Depression: (major depressive disorder or clinical depression) is a common but serious mood disorder. It causes severe symptoms that affect how you feel, think, and handle daily activities, such as sleeping, eating, or working. To be diagnosed with depression, the symptoms must be present for at least two weeks.
It’s taken the form of a serious epidemic and things are looking bleaker as we lose further touch with ourselves in this age of digital exposure and complete lack of privacy.
One has thousands of Facebook friends and millions of Instagram followers, but not one to talk to, to tell them yes, you are loved, you don’t have to do this alone.
And worse, there are people around who will trivialise your condition and ask you to “suck it up”.
Thing is, the problem is so subjective and particular that it is indeed hard to understand just what that dreaded word stands for.
Here we have tried to distill some essential things about what you might be feeling. And needless to say friend, you are loved; this too shall pass.
I have gone into first person in some places because I couldn’t help it.

———

_TASK DIRECTIONS_. Pick up the piece on depression after its last sentence and continue it. The data is not needed for any task here.

(Point-per-instance localization data)
———

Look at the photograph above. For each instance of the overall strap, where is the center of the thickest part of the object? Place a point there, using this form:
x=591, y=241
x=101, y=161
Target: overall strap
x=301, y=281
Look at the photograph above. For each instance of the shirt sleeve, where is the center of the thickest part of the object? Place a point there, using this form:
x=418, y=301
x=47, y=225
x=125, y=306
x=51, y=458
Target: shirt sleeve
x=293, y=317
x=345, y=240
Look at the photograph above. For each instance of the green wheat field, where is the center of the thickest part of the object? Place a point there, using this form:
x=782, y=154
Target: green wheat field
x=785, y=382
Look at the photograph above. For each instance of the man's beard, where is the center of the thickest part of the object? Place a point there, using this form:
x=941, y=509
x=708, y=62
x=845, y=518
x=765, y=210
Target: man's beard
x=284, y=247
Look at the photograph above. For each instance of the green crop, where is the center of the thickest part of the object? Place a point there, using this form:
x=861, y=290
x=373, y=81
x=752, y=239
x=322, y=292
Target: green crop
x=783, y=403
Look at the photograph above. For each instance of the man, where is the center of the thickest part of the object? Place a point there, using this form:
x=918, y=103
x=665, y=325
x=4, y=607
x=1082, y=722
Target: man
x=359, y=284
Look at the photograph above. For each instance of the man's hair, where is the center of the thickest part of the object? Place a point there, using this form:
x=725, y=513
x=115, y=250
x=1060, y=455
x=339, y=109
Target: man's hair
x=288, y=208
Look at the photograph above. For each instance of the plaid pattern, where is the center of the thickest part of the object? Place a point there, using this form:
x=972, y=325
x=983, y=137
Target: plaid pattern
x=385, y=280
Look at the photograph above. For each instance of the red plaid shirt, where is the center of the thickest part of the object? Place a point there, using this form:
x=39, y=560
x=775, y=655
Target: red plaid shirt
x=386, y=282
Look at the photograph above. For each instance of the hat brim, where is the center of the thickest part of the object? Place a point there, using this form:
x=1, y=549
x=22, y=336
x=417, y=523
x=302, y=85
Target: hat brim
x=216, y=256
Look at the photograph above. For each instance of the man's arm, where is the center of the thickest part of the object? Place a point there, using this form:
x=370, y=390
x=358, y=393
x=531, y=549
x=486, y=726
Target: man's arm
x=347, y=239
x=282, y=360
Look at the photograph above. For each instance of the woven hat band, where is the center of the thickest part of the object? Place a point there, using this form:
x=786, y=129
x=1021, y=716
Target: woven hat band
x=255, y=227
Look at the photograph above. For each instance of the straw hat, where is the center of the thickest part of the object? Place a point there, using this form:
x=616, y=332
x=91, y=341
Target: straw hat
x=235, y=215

———

_EXERCISE ANSWER_.
1. One does not choose to be depressed and neither did you. And there is no reasoning with it
No, the love of my life dumping me didn’t make me depressed. Yes, these things triggered and pushed me over the edge, to overthink till I can feel the thoughts crossing my nerves and leaving trails of smoke behind, but I did not want it this way.
It wasn’t a choice.
2. “Ask me to suck it up one more time! I dare you! I double dare you!”
Asking me to “suck it up” and try and see the positives in life is as useless as asking me to drink soup with a chisel; it doesn’t work that way.
It isn’t logical. There is no method in this madness.
3. The brain is the enemy
Like a tiny alarm clock, every minute of every hour of every day it reminds me of how inadequate I am. Just how futile my efforts are to stay well and happy.
4. People can try, but they can’t fix it
From the second point, there is no hard set logic to this disease. It’s ever-evolving and adapting.
And now it’s so tricky that after a good week I become wary thinking if I would be able to survive the next storm.
5. It sucks to date me, really
The person dealing/in love with a depressed person has it really hard.
To all those helping their significant others deal with their demons successfully, I have unconditional respect for you all.
Read After: Being Too Nice Can Contribute To Depression, And It Makes A Lot Of Sense
6. It sucks to have your life dictated by something as insignificant as a pill
This doesn’t need elaboration does it?
7. Finding the right medication makes me feel like a guinea pig
I hardly have any respect for my own body left.
8. Depression makes me a selfish person
I have supportive parents and had a wonderful person who loved me and understood my condition because she shared it.
And it’s the same condition that made me doubt her and has made me time and again doubt my friends and their intentions.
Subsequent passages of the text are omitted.